» About this exercise:
Your reply should reproduce each line below exactly and carry none of the pictures.

(Listed records)

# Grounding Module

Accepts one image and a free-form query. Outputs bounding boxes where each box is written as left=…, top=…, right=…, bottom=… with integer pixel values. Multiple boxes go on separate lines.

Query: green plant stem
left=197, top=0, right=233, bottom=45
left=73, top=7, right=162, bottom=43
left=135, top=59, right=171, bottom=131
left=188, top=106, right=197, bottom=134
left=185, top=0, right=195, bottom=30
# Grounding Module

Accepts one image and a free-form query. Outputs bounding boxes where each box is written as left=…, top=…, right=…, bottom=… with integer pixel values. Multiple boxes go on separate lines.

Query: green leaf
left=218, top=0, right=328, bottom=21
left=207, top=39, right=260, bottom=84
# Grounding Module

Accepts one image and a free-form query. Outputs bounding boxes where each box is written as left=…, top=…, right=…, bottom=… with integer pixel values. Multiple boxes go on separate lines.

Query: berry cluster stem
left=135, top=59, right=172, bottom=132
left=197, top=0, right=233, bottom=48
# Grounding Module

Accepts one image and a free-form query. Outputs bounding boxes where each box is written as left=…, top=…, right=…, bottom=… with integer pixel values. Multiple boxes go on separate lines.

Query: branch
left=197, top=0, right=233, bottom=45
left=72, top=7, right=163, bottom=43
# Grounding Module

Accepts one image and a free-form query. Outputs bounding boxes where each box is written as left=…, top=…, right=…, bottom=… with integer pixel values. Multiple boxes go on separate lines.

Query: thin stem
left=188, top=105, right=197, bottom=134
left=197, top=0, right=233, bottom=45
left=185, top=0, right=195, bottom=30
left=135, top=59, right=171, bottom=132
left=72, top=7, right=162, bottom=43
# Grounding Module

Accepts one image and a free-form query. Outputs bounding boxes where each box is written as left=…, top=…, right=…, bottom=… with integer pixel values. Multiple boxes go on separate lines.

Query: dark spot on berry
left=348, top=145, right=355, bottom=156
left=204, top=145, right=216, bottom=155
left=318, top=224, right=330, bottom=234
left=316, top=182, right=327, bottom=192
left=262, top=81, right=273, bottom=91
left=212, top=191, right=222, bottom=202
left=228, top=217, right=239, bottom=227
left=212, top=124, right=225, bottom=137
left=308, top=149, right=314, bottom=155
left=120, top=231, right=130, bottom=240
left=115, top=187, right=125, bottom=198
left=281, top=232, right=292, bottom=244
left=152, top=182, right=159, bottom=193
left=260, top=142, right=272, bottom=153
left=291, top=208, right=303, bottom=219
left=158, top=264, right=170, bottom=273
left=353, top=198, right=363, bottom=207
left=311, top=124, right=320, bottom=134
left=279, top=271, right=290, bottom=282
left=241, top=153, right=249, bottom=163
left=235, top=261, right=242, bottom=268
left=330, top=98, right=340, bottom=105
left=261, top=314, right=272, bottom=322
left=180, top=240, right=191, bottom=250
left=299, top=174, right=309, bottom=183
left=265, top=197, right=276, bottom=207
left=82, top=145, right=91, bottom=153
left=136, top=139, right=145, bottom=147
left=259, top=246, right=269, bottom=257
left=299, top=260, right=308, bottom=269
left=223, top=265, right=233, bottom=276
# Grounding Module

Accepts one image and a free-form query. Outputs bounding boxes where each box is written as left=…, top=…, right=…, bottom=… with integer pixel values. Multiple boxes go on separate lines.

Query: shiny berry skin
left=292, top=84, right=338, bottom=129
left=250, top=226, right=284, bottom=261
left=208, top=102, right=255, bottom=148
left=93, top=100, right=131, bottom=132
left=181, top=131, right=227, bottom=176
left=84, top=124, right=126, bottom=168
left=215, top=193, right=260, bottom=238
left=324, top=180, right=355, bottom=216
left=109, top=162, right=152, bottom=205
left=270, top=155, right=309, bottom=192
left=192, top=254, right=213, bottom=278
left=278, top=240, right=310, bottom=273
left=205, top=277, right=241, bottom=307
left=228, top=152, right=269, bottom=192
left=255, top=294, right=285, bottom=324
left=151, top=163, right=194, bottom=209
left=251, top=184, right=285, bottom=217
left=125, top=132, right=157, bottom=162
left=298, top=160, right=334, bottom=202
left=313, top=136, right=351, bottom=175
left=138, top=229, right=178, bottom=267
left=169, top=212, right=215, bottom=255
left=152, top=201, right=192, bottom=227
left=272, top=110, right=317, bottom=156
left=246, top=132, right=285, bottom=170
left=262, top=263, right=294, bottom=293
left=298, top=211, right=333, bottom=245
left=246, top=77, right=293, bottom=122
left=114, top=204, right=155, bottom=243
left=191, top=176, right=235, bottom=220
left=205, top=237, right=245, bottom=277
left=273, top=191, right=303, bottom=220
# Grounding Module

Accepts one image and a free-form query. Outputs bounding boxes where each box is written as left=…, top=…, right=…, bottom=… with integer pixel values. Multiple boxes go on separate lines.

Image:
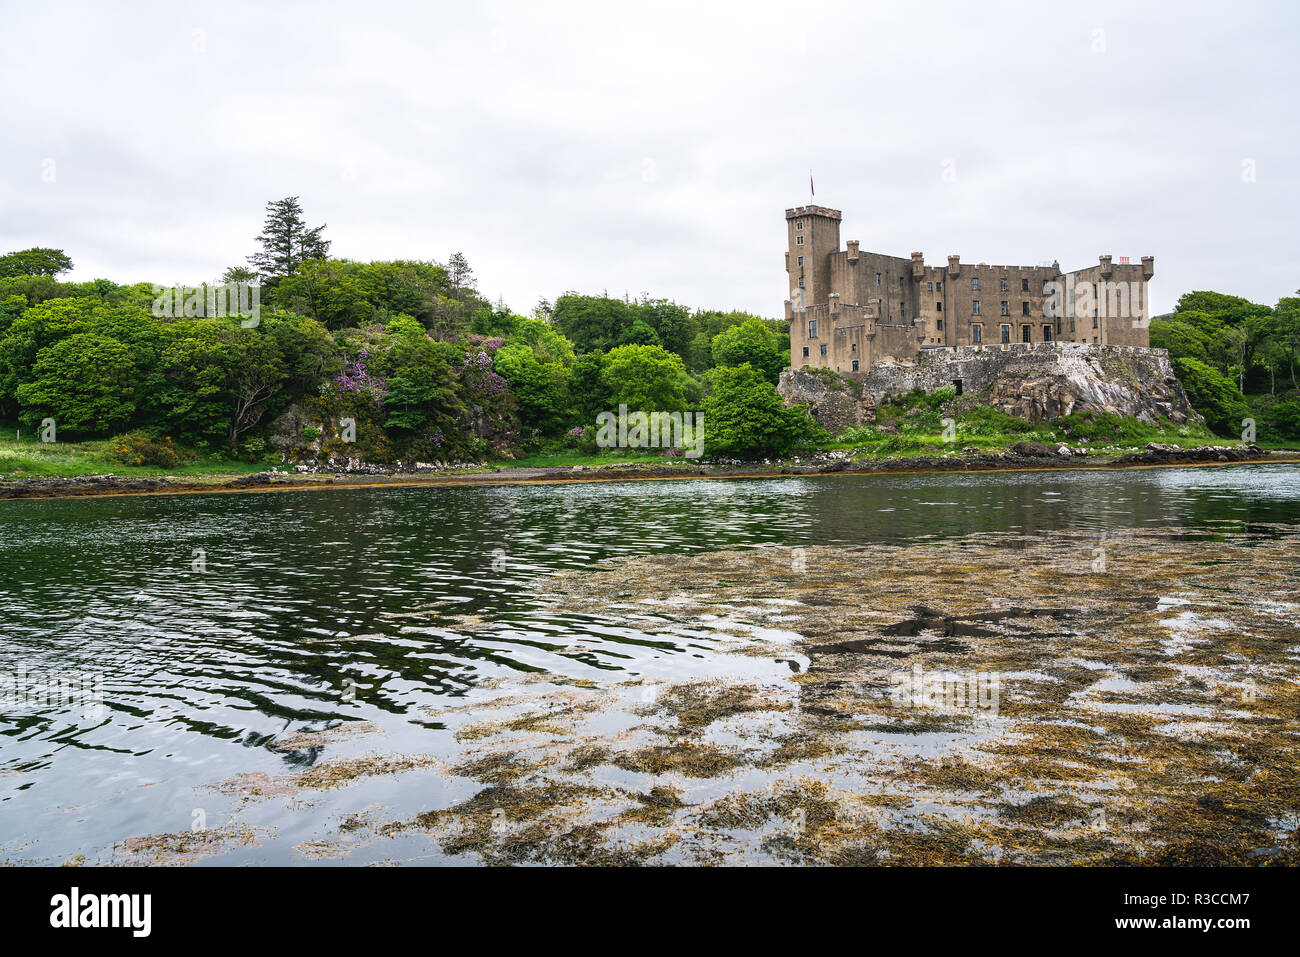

(End Listed records)

» Task result:
# Grounding Module

Accepts one image and a free-form query. Outputs bounding boxes where each box is written as left=…, top=…, right=…, bottom=… with integer pixel values. Multiple boxes go on separate lines.

Query: green plant stem
left=197, top=0, right=233, bottom=45
left=73, top=7, right=162, bottom=43
left=135, top=59, right=171, bottom=131
left=188, top=106, right=197, bottom=134
left=185, top=0, right=195, bottom=30
# Grounding Module

Accepts one image and a free-form query. Outputs bounding boxes where each box is written as left=…, top=…, right=…, bottom=… with integer pixel values. Multiple boxes go on separate lines.

Query: green leaf
left=218, top=0, right=328, bottom=21
left=207, top=39, right=260, bottom=84
# Grounding Module

Accepts one image and a free-form query. Outputs bounding boxes where each box is written as left=…, top=…, right=…, bottom=… with integer pixel values. Multiple boxes go on separate lines.

Query: berry cluster stem
left=135, top=59, right=172, bottom=132
left=197, top=0, right=233, bottom=48
# Grounding Module

Accepts one image and a free-form query. Outputs bounding boxes where each box is written as left=…, top=…, right=…, bottom=… with integer pixel values. Multiple boxes go on separate lines.

Query: branch
left=197, top=0, right=233, bottom=45
left=72, top=7, right=163, bottom=43
# Grounding Module

Accepts one image and a free-form query. Outputs bounding boxes where each box is written as left=…, top=…, right=…, bottom=… with integer pixel values. Multiple boxes go on separate lines.

Query: thin stem
left=188, top=105, right=197, bottom=134
left=197, top=0, right=233, bottom=45
left=185, top=0, right=195, bottom=30
left=135, top=59, right=171, bottom=132
left=72, top=7, right=162, bottom=43
# Grounding Module

Accepts one image and a free-form query. Outputs bounding boxes where each box is written as left=…, top=…, right=…, bottom=… with integer pixel values. Multiple boxes go on separate lines.

Query: dark spot on berry
left=348, top=145, right=355, bottom=156
left=204, top=145, right=216, bottom=155
left=318, top=224, right=330, bottom=234
left=316, top=182, right=327, bottom=192
left=262, top=81, right=273, bottom=91
left=212, top=191, right=222, bottom=202
left=228, top=217, right=239, bottom=227
left=212, top=124, right=225, bottom=137
left=308, top=149, right=314, bottom=155
left=120, top=231, right=130, bottom=240
left=115, top=187, right=125, bottom=198
left=281, top=232, right=292, bottom=244
left=152, top=182, right=159, bottom=193
left=260, top=142, right=272, bottom=153
left=291, top=208, right=303, bottom=219
left=158, top=264, right=170, bottom=273
left=353, top=198, right=363, bottom=207
left=311, top=124, right=320, bottom=134
left=279, top=271, right=290, bottom=282
left=241, top=153, right=249, bottom=163
left=235, top=261, right=242, bottom=268
left=330, top=98, right=340, bottom=105
left=261, top=314, right=272, bottom=322
left=180, top=240, right=191, bottom=250
left=299, top=174, right=309, bottom=183
left=265, top=197, right=276, bottom=207
left=82, top=145, right=91, bottom=153
left=136, top=139, right=145, bottom=147
left=259, top=246, right=269, bottom=257
left=299, top=260, right=308, bottom=269
left=223, top=265, right=233, bottom=276
# Grounding Module

Accepts one image and a free-form query. Outputs bounding boxes where each box is written as left=…, top=…, right=…, bottom=… with integer pixel values. Multiple boxes go on separate lines.

Query: shiny berry skin
left=292, top=84, right=338, bottom=129
left=250, top=226, right=284, bottom=261
left=208, top=102, right=255, bottom=148
left=93, top=100, right=131, bottom=132
left=181, top=131, right=227, bottom=176
left=84, top=124, right=126, bottom=168
left=215, top=193, right=260, bottom=238
left=324, top=180, right=355, bottom=216
left=109, top=162, right=152, bottom=205
left=270, top=155, right=309, bottom=192
left=192, top=254, right=213, bottom=278
left=278, top=240, right=310, bottom=273
left=205, top=277, right=241, bottom=307
left=228, top=152, right=269, bottom=192
left=255, top=294, right=285, bottom=324
left=151, top=163, right=194, bottom=209
left=251, top=184, right=285, bottom=217
left=125, top=132, right=157, bottom=162
left=298, top=160, right=334, bottom=202
left=313, top=136, right=351, bottom=175
left=138, top=229, right=178, bottom=267
left=169, top=212, right=215, bottom=255
left=152, top=201, right=192, bottom=227
left=272, top=110, right=317, bottom=156
left=246, top=132, right=285, bottom=170
left=262, top=263, right=294, bottom=293
left=298, top=211, right=333, bottom=245
left=246, top=77, right=293, bottom=122
left=114, top=204, right=155, bottom=243
left=191, top=176, right=235, bottom=220
left=205, top=237, right=245, bottom=277
left=273, top=191, right=303, bottom=220
# Grounding Module

Accepts one image and a free-form query. Outputs bounding boxes where each box is written as left=…, top=…, right=…, bottom=… with integer pixel values. Multiple boxes go on separate lines.

Image:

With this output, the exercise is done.